■ GOAL OF THE EXERCISE ■
Among the records that follow, find the line with "# point at: exhaust stack (one per instance)" and the line with "# point at: green bodywork (one per instance)". Set down those lines and all lines between them exactly, without adding anything.

■ DATA TO PROCESS ■
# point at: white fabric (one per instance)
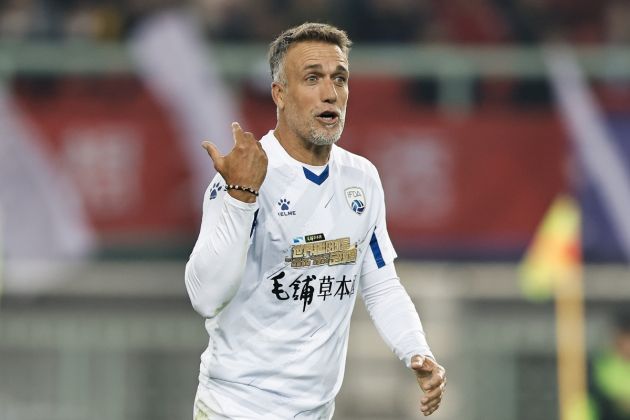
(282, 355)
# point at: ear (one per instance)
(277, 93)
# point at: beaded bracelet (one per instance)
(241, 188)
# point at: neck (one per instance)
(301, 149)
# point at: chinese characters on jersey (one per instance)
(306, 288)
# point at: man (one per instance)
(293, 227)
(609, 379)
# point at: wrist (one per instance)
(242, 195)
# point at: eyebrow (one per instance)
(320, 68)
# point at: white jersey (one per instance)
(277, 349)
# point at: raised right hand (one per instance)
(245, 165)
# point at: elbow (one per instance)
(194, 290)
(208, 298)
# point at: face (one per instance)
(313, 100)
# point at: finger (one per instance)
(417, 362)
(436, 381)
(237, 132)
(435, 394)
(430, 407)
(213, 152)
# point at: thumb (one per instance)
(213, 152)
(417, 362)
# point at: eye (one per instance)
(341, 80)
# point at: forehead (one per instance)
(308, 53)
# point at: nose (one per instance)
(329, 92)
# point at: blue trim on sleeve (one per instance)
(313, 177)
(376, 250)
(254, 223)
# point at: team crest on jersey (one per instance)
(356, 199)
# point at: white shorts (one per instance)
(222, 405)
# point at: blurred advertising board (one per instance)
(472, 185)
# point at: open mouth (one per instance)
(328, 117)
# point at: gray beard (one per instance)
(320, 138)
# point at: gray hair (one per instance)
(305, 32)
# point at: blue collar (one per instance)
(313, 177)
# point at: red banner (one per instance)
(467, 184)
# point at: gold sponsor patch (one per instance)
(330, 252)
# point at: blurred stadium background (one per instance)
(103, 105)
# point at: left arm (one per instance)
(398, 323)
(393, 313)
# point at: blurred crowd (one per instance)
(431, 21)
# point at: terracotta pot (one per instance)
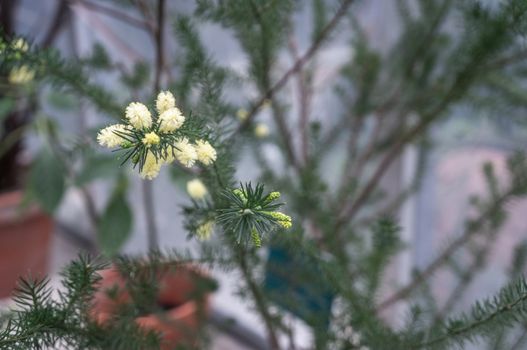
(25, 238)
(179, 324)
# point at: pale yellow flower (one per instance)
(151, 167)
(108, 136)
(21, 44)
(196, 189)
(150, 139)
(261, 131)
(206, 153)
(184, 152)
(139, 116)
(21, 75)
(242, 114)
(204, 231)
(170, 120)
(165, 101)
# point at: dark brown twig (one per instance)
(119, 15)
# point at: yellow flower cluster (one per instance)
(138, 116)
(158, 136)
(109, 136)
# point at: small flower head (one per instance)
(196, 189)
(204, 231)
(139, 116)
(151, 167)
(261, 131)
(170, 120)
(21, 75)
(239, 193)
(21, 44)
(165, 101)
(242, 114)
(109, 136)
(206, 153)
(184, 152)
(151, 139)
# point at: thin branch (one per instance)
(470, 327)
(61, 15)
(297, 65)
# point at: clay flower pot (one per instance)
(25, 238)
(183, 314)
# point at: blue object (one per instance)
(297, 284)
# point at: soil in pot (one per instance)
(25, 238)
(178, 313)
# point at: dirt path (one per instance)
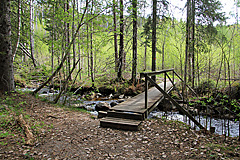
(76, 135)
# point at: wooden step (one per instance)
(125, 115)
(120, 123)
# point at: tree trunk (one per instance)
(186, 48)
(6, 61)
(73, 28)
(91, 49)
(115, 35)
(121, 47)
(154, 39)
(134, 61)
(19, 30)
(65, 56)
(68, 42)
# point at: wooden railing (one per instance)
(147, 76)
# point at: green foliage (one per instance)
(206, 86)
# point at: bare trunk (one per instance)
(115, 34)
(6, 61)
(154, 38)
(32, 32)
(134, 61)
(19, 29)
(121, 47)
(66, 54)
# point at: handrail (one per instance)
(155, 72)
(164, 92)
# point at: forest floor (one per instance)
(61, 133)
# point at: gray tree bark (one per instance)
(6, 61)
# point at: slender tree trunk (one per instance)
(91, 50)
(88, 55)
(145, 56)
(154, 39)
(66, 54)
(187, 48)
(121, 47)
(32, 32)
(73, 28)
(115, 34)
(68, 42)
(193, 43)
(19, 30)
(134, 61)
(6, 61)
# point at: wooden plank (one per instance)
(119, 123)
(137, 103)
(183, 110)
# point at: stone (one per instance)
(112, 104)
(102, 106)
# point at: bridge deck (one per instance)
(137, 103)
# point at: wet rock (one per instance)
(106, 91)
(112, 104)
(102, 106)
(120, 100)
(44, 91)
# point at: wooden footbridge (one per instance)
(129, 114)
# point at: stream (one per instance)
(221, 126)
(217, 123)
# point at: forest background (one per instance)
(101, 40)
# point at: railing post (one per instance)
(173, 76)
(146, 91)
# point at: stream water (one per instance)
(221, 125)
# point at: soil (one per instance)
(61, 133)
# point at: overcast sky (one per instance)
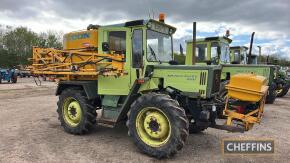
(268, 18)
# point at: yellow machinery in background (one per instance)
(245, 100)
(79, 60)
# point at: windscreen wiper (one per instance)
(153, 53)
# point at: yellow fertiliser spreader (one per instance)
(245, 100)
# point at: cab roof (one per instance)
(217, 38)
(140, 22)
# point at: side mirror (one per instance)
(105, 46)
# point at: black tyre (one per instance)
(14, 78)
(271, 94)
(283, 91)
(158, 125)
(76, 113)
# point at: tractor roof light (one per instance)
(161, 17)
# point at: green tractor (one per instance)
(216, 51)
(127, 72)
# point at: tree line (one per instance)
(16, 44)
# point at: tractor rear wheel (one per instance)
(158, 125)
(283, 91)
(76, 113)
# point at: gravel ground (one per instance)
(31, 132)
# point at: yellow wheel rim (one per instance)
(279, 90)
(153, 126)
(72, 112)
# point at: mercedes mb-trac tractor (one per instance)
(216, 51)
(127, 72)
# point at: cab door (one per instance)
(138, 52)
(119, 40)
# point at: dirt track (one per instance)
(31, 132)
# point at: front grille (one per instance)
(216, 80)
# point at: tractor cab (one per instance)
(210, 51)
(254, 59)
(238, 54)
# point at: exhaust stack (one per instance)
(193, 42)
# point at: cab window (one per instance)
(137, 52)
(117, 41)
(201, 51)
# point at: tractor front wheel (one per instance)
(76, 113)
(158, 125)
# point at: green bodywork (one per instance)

--

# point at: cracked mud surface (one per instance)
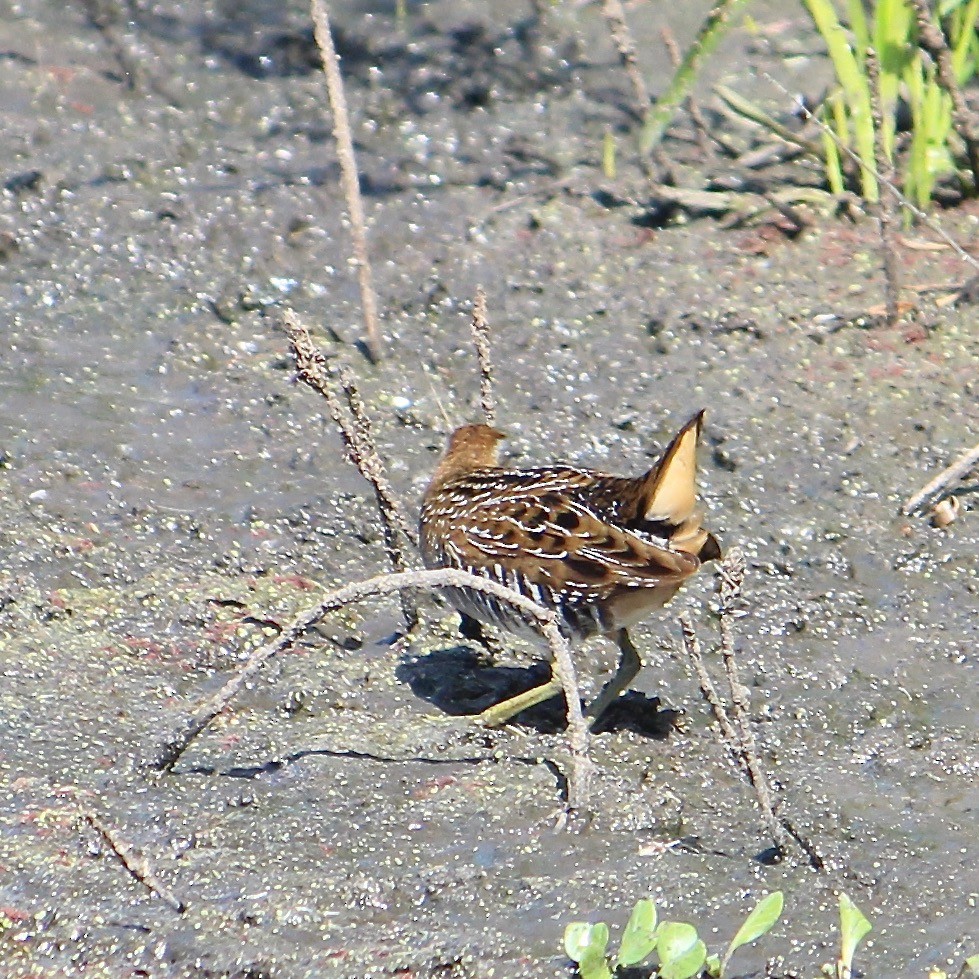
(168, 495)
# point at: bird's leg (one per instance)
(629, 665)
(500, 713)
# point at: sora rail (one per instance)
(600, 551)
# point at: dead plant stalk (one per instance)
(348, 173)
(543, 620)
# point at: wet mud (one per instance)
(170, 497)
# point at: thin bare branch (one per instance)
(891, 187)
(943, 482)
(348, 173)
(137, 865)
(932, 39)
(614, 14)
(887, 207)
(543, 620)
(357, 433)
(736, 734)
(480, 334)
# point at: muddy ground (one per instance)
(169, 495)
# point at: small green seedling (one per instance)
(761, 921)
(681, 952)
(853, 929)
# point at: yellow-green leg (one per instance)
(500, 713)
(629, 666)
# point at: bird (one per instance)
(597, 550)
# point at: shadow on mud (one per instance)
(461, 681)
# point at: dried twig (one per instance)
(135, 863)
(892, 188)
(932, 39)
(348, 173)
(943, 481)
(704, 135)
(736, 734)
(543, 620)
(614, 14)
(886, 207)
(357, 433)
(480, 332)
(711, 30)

■ FINISHED TASK ■
# point at: exhaust stack (one per instance)
(193, 42)
# point at: cab window (one per instance)
(137, 52)
(117, 41)
(201, 51)
# point at: tractor front wheel (one per instance)
(76, 113)
(158, 125)
# point at: green bodywork (one per instance)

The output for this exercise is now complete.